Job: Present every line of the material below as a numbered list, skipping any blank lines.

Point annotation records:

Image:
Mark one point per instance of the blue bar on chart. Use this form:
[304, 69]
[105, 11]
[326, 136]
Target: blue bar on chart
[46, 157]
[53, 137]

Solved exercise:
1. Image:
2. Mark one point per instance of the blue bar on chart. Use this form:
3. [304, 69]
4. [105, 11]
5. [326, 136]
6. Target: blue bar on chart
7. [46, 157]
8. [53, 137]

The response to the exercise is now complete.